## INSTRUCTION
Pull out every line of the records below that contains the word "wooden", treating uppercase and lowercase letters as different.

## EXTRACTED RECORDS
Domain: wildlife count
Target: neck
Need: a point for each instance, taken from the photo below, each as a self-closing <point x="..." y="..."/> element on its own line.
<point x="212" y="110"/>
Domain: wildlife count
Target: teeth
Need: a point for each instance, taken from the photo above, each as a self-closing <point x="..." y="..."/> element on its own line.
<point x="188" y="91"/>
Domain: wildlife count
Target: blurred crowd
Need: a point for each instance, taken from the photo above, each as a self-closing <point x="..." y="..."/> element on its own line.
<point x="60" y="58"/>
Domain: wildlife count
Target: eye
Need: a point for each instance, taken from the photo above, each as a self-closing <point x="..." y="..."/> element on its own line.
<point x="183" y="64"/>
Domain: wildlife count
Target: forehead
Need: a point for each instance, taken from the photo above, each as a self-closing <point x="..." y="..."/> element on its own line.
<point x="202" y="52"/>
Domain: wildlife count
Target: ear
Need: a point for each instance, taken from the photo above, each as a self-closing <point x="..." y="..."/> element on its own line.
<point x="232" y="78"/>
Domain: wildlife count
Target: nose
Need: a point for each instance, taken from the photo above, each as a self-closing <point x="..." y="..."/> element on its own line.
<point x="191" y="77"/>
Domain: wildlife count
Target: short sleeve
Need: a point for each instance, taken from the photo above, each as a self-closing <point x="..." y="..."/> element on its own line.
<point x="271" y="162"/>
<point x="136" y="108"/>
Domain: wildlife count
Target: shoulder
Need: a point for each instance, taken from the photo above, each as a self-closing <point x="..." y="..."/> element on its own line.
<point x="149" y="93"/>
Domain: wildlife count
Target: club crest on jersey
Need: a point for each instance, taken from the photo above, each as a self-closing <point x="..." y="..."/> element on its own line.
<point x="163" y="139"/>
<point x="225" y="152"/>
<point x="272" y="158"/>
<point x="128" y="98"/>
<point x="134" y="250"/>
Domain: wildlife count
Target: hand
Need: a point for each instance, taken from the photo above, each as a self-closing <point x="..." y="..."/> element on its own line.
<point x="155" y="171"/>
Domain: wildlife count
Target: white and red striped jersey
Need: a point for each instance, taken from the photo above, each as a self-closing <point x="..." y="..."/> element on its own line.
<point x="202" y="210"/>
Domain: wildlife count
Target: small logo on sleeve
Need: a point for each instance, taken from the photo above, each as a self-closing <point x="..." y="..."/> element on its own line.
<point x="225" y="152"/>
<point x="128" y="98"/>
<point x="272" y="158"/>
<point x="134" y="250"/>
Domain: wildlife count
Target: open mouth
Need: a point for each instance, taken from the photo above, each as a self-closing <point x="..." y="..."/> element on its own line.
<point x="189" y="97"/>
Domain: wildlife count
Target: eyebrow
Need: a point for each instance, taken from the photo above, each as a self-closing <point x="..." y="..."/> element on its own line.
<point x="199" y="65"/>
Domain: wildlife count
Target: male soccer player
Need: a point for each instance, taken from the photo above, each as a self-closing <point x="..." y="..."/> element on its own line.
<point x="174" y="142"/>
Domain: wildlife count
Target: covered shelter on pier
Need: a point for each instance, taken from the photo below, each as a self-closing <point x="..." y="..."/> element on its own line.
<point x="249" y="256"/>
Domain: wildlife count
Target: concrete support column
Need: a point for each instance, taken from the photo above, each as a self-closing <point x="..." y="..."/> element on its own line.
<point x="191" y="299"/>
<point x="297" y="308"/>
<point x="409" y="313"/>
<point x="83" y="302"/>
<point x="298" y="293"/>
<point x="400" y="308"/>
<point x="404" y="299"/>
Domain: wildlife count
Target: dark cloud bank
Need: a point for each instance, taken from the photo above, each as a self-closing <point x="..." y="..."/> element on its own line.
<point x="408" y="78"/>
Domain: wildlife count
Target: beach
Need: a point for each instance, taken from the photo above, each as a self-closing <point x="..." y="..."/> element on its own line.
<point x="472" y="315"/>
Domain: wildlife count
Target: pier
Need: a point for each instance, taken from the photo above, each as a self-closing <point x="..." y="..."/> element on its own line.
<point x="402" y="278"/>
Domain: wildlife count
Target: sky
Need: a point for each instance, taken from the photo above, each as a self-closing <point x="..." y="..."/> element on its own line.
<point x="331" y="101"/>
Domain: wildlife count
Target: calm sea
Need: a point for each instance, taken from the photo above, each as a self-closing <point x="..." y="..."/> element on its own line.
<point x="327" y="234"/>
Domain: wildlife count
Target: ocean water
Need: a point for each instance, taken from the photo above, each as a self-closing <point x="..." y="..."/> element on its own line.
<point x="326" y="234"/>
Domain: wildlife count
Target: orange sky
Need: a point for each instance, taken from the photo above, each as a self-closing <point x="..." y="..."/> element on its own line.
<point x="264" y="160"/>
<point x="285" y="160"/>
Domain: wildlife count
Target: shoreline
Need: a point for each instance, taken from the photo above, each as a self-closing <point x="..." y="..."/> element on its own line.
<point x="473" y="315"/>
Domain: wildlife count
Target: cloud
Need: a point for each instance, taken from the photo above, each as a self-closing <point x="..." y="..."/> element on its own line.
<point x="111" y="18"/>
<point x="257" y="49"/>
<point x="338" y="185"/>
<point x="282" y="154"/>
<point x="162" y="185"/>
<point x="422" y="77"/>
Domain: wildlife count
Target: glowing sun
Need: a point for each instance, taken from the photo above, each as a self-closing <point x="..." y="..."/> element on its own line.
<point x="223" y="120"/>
==
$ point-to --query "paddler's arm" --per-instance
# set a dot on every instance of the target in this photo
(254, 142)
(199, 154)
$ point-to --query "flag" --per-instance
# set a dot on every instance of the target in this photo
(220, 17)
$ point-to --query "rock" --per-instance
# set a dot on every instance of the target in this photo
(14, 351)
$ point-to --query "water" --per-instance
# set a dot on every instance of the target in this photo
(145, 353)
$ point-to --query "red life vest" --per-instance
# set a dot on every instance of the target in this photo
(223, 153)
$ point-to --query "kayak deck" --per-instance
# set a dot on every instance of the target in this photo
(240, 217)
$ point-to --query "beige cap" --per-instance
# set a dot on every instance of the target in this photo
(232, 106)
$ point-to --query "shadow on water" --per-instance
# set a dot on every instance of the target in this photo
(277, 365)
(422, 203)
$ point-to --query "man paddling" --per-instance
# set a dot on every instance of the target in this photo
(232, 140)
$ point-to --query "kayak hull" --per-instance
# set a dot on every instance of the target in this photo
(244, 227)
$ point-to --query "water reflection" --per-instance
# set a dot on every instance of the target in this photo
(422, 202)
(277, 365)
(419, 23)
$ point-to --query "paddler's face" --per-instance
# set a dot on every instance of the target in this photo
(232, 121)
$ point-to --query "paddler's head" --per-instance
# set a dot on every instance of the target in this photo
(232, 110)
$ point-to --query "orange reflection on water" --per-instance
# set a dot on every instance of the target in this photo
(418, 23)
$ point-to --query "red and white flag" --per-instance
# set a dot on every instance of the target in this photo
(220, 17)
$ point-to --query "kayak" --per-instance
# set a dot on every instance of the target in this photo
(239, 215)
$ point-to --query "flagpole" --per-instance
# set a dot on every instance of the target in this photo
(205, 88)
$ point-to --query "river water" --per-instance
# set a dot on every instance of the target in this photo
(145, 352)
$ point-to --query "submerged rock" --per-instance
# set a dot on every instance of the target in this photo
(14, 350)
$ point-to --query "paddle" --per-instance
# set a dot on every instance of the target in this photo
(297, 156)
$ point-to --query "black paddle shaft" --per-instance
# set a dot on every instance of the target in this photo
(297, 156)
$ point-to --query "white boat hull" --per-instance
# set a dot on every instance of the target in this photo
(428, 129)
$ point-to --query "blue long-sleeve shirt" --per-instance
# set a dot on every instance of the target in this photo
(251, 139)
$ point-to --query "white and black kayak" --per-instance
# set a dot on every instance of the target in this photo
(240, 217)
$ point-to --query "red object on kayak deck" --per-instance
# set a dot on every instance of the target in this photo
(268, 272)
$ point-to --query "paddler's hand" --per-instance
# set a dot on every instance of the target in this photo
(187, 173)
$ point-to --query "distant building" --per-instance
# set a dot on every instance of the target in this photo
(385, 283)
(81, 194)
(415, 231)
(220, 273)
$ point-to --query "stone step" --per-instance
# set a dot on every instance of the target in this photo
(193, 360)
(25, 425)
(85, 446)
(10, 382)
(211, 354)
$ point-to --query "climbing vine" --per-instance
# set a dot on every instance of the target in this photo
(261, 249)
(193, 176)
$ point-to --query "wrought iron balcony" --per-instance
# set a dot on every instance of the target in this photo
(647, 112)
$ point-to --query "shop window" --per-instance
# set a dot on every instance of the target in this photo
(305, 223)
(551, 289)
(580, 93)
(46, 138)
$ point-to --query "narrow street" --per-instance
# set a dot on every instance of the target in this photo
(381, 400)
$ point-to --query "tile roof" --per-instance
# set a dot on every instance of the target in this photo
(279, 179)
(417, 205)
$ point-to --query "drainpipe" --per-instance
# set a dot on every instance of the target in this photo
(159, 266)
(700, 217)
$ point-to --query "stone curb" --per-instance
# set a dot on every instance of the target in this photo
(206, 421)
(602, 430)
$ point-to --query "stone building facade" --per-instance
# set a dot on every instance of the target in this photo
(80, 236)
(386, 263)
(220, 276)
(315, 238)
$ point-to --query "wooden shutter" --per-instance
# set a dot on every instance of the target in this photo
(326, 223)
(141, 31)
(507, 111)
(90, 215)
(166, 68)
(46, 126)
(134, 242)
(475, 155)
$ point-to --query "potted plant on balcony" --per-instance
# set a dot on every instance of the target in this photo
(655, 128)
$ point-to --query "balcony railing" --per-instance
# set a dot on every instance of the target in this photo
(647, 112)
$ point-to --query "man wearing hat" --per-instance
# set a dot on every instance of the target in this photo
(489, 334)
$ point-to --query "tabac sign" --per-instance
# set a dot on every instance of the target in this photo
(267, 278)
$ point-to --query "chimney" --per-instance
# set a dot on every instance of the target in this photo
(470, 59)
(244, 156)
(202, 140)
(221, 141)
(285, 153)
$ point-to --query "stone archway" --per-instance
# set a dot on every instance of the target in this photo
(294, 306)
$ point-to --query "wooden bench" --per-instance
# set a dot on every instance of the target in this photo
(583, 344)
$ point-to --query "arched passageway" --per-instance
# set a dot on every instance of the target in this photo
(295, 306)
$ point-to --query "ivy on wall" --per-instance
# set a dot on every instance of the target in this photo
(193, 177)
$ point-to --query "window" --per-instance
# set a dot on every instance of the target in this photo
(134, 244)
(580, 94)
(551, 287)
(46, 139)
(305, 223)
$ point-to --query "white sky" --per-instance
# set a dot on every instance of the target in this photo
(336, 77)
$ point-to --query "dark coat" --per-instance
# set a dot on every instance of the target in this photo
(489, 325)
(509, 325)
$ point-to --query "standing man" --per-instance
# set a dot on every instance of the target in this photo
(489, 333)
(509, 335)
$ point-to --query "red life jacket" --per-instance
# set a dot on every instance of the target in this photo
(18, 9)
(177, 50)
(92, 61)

## THE RESULT
$ point-to --query "wooden shutter" --per-instance
$ point-to --query "wooden bench" --per-instance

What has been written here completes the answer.